Objective -> Convert the listing below into a Markdown table with the columns Row and Text, giving each line its own numbered row and omitting blank lines.
━━━
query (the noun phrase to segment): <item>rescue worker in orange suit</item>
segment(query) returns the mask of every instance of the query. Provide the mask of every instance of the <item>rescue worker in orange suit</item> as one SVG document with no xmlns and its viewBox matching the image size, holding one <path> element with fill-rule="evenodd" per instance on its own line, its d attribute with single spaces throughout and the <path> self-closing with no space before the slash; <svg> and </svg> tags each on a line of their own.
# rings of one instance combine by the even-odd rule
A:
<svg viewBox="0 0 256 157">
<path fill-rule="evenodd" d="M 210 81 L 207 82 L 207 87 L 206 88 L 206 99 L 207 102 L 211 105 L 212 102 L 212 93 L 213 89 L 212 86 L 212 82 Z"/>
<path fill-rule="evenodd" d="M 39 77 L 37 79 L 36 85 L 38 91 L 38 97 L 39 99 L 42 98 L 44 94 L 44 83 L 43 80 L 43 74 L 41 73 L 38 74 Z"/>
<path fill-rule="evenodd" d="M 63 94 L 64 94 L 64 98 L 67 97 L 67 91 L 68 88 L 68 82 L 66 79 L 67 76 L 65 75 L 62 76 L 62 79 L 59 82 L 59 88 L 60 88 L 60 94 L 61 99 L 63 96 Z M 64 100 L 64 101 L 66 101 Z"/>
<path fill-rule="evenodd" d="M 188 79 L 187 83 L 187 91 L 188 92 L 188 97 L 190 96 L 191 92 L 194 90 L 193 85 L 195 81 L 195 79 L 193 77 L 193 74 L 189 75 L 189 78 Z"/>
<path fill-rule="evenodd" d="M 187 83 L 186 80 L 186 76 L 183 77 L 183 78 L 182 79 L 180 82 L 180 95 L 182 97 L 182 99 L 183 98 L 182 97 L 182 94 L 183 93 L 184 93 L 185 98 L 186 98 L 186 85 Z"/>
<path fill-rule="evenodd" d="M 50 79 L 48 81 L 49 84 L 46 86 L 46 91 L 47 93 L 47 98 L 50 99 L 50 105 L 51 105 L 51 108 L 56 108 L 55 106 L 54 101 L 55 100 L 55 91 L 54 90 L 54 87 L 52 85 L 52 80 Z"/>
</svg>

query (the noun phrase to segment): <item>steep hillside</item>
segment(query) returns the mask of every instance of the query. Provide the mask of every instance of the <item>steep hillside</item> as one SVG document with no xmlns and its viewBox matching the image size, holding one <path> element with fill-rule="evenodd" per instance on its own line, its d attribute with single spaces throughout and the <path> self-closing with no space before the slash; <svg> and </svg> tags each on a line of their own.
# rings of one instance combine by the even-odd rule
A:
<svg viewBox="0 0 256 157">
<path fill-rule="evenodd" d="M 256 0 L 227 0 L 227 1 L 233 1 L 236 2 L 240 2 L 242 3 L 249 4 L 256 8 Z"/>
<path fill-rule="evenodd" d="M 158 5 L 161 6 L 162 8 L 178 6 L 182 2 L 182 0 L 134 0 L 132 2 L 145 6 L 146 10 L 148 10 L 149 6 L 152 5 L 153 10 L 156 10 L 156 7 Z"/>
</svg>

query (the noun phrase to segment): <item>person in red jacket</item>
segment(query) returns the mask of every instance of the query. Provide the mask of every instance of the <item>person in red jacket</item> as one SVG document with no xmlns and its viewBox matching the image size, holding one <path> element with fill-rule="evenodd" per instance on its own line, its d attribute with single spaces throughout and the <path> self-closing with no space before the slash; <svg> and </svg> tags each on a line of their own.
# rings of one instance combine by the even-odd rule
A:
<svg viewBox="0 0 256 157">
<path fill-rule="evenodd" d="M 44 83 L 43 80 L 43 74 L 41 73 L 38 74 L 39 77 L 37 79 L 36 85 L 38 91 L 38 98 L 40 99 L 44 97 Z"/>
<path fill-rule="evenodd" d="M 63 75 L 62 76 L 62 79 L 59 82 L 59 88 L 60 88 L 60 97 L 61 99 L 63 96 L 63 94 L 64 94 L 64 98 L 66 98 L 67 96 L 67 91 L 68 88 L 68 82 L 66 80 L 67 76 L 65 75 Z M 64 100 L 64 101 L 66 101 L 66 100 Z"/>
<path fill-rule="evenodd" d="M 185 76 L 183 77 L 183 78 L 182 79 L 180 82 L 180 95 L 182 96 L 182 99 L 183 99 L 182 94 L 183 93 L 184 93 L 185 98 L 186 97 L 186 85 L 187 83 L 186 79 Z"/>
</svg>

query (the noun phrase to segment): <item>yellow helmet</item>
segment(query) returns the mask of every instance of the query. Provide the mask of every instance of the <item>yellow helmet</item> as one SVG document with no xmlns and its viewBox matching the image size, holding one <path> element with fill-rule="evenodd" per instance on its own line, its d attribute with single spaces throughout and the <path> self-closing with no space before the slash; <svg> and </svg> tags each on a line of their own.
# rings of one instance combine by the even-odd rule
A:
━━━
Written solution ->
| Row | Text |
|---|---|
| 1 | query (the noun phrase to segment): <item>rescue worker in orange suit</item> |
| 2 | segment(query) returns the mask of every instance of the query. Provide the mask of every instance of the <item>rescue worker in orange suit</item> as one SVG document with no xmlns and its viewBox matching the image size, holding one <path> element with fill-rule="evenodd" per instance on its own line, its d attribute with single spaces throughout and the <path> self-closing with no space before the slash; <svg> and </svg> tags each on a line of their own. |
| 3 | # rings of one instance combine by the even-odd rule |
| 4 | A: |
| 5 | <svg viewBox="0 0 256 157"> |
| 6 | <path fill-rule="evenodd" d="M 210 81 L 207 82 L 207 87 L 206 88 L 206 99 L 207 102 L 211 105 L 212 102 L 212 93 L 213 89 L 212 86 L 212 82 Z"/> |
| 7 | <path fill-rule="evenodd" d="M 39 77 L 37 79 L 36 85 L 38 91 L 38 97 L 39 99 L 42 98 L 44 94 L 44 83 L 43 80 L 43 74 L 41 73 L 38 74 Z"/> |
| 8 | <path fill-rule="evenodd" d="M 63 94 L 64 94 L 64 98 L 67 97 L 67 91 L 68 88 L 68 82 L 66 79 L 67 76 L 65 75 L 62 76 L 62 79 L 59 82 L 59 88 L 60 88 L 60 94 L 61 99 L 63 96 Z M 64 100 L 64 101 L 66 101 Z"/> |
| 9 | <path fill-rule="evenodd" d="M 188 79 L 187 83 L 187 91 L 188 92 L 188 97 L 190 96 L 191 92 L 194 90 L 193 85 L 195 81 L 195 79 L 193 77 L 193 74 L 189 75 L 189 78 Z"/> |
| 10 | <path fill-rule="evenodd" d="M 187 83 L 186 80 L 186 76 L 183 77 L 183 78 L 182 79 L 180 82 L 180 95 L 182 97 L 182 99 L 183 98 L 182 97 L 182 94 L 183 93 L 184 93 L 185 98 L 186 98 L 186 85 Z"/> |
| 11 | <path fill-rule="evenodd" d="M 50 79 L 48 81 L 49 84 L 46 86 L 46 91 L 47 93 L 47 98 L 50 99 L 50 105 L 51 105 L 51 108 L 56 108 L 55 106 L 54 101 L 55 100 L 55 91 L 54 90 L 54 87 L 52 85 L 52 80 Z"/> |
| 12 | </svg> |
| 13 | query (the noun phrase to segment): <item>steep hillside</item> |
| 14 | segment(query) returns the mask of every instance of the query. Provide the mask of every instance of the <item>steep hillside</item> as one SVG document with no xmlns and its viewBox matching the image size, holding one <path> element with fill-rule="evenodd" per instance on its own line, its d attribute with single spaces throughout and the <path> self-closing with no space before the slash; <svg> and </svg> tags each on a line of their own. |
| 15 | # rings of one instance combine by the even-odd rule |
| 16 | A: |
| 17 | <svg viewBox="0 0 256 157"> |
| 18 | <path fill-rule="evenodd" d="M 256 0 L 227 0 L 227 1 L 233 1 L 236 2 L 240 2 L 242 3 L 249 4 L 256 8 Z"/> |
| 19 | <path fill-rule="evenodd" d="M 158 5 L 161 6 L 162 8 L 178 6 L 182 2 L 182 0 L 134 0 L 132 2 L 145 6 L 146 10 L 148 10 L 149 6 L 152 5 L 153 10 L 156 10 L 156 7 Z"/> |
| 20 | </svg> |
| 21 | query (the noun phrase to segment): <item>person in red jacket</item> |
| 22 | segment(query) returns the mask of every instance of the query. Provide the mask of every instance of the <item>person in red jacket</item> as one SVG document with no xmlns and its viewBox matching the image size, holding one <path> element with fill-rule="evenodd" per instance on its own line, its d attribute with single spaces throughout and the <path> self-closing with no space before the slash; <svg> and </svg> tags each on a line of their own. |
| 23 | # rings of one instance combine by the even-odd rule |
| 24 | A: |
| 25 | <svg viewBox="0 0 256 157"> |
| 26 | <path fill-rule="evenodd" d="M 44 83 L 43 80 L 43 74 L 41 73 L 38 74 L 39 77 L 37 79 L 36 85 L 38 91 L 38 98 L 40 99 L 44 97 Z"/> |
| 27 | <path fill-rule="evenodd" d="M 63 75 L 62 76 L 62 79 L 59 82 L 59 88 L 60 88 L 60 97 L 61 99 L 63 96 L 63 94 L 64 94 L 64 98 L 66 98 L 67 96 L 67 91 L 68 88 L 68 82 L 66 80 L 67 76 L 65 75 Z M 64 100 L 64 101 L 66 101 L 66 100 Z"/> |
| 28 | <path fill-rule="evenodd" d="M 185 76 L 183 77 L 183 78 L 182 79 L 180 82 L 180 95 L 182 96 L 182 99 L 183 99 L 182 94 L 183 93 L 184 93 L 185 98 L 186 97 L 186 85 L 187 83 L 186 79 Z"/> |
| 29 | </svg> |
| 30 | query (the noun phrase to segment): <item>yellow helmet</item> |
| 31 | segment(query) returns the mask of every instance of the query. Provide the mask of every instance of the <item>yellow helmet</item> as one SVG document with no xmlns and its viewBox matching the image size, holding one <path> element with fill-rule="evenodd" per instance on its own line, its d attribute with single spaces throughout and the <path> self-closing with no space before the slash; <svg> and </svg> tags each on a line of their own. |
| 32 | # rings of one instance combine by the even-odd rule |
| 33 | A: |